**DO THIS:**
Pick out and copy each line in the items below that contains the string "vest". Case counts.

**STORED ROWS:**
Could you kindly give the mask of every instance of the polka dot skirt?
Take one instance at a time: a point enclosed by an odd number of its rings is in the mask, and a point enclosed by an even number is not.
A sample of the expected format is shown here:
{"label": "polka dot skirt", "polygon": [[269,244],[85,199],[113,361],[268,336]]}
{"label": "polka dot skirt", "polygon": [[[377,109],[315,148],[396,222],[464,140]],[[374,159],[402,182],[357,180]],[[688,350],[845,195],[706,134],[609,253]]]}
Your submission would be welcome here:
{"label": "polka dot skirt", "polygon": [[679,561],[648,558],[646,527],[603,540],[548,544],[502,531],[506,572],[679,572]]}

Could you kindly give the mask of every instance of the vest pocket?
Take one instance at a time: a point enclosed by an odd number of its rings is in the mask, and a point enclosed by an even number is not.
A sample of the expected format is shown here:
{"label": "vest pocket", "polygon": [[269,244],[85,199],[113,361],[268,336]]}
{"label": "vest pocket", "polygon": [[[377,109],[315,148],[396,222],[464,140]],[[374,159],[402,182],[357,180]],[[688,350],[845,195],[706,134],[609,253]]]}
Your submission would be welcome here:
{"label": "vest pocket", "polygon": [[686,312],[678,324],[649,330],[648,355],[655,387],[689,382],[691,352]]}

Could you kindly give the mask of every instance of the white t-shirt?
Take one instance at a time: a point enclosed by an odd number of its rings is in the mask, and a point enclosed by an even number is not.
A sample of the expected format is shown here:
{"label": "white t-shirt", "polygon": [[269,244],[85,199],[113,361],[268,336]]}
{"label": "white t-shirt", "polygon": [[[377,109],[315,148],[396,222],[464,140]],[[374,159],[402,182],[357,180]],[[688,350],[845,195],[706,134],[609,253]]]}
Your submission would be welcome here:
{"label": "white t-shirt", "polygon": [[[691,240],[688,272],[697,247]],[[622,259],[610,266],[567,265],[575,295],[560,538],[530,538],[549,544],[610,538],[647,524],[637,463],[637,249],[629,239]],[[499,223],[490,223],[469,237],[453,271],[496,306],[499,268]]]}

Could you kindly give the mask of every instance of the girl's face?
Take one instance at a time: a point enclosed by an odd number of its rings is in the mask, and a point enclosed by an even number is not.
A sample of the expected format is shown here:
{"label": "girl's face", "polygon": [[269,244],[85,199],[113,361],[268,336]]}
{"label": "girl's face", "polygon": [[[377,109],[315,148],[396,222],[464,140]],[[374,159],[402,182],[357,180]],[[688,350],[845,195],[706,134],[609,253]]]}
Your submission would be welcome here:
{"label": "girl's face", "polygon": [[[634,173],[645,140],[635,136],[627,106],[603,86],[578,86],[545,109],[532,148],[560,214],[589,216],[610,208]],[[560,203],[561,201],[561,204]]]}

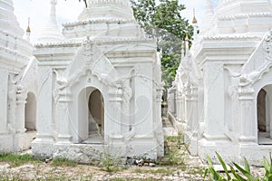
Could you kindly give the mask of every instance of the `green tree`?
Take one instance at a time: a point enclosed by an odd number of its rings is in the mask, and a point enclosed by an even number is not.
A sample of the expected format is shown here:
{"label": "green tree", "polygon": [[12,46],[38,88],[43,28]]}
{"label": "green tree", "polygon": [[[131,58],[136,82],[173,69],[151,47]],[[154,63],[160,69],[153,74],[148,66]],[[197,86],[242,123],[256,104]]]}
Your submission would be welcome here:
{"label": "green tree", "polygon": [[[65,0],[66,1],[66,0]],[[81,2],[82,0],[79,0],[79,2]],[[83,2],[85,3],[85,6],[87,7],[87,0],[83,0]]]}
{"label": "green tree", "polygon": [[162,51],[161,71],[165,90],[170,87],[180,62],[181,43],[192,35],[193,28],[181,17],[185,9],[179,0],[131,0],[134,16],[148,35]]}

**COMPLETE RESPONSE:**
Could you kindly give the mask of every instance of the vest pocket?
{"label": "vest pocket", "polygon": [[269,244],[85,199],[113,361],[268,336]]}
{"label": "vest pocket", "polygon": [[[377,109],[315,148],[396,222],[464,140]],[[374,159],[402,182],[357,180]],[[688,350],[845,195],[706,134],[609,253]]]}
{"label": "vest pocket", "polygon": [[686,312],[678,324],[649,330],[648,355],[655,387],[689,382],[691,352]]}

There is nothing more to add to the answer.